[START SOURCE]
Houses of the Blooded was touted as an answer to D&D. I think really it was a call for everything in a game world to have the kind of polish embellished love that combat is afforded. I loved that message, and the clean mechanics that went along with it. The thing that rankled me a bit was the competitive player against player environment. This fulfilled that awesome setting to a tee, but was something that I don't think every group enjoys and I certainly didn't see fitting with my group. Kudos to the author for being daring, but I needed something that could really see some table time. Blood and Honor answers this problem by giving the players the same general goal. But there is still enough dissension among the ranks allowed to really give people some room to role-play, while still retaining some of the really neat ideas from Houses of the Blooded.
The core mechanic involves looking up which of a set of attributes applies best to tell you how many dice you roll. Beauty, Cunning, Courage, Prowess, Strength, and Wisdom cover the gamut. Even at this level, you can tell this game values physical equally with social and emotional ability (compare the 1:2 to D&D's 1:1 ratio). The ability number is modified by any applicable gear, aspects of your character that apply, and if your occupation is applicable. You roll all your dice and try to beat a flat, unchanging difficulty of 10 with the total of all your dice.
[END SOURCE]
[START DATA SECTION]
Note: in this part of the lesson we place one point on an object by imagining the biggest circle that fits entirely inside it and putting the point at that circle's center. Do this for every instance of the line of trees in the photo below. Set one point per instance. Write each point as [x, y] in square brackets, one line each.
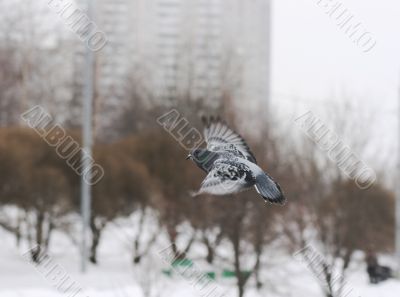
[END DATA SECTION]
▸ WORK REQUIRED: Resume the Blood and Honor review, picking up immediately after its final sentence. The data bear no relation to the Blood and Honor review.

▸ THE RESPONSE:
But wait, you say, if you roll more than 4 dice you'll almost never fail! Yep. Well almost. See you're not rolling to see if you succeed, you're rolling to see if you get say whether you succeed. The game calls this privilege. If you do fail, the GM says whether you succeeded or failed. Seems kind of boring at first, except there is a wrinkle. If you set aside some dice for your pool, you get to not only give a yes/no, but for each die you say a short chunk of information (a wager) which is true about your success. The more dice out, the more you get to steer where your action leads, and vicariously steer the story itself. So that's the basics, a cool narrative heavy resolution system.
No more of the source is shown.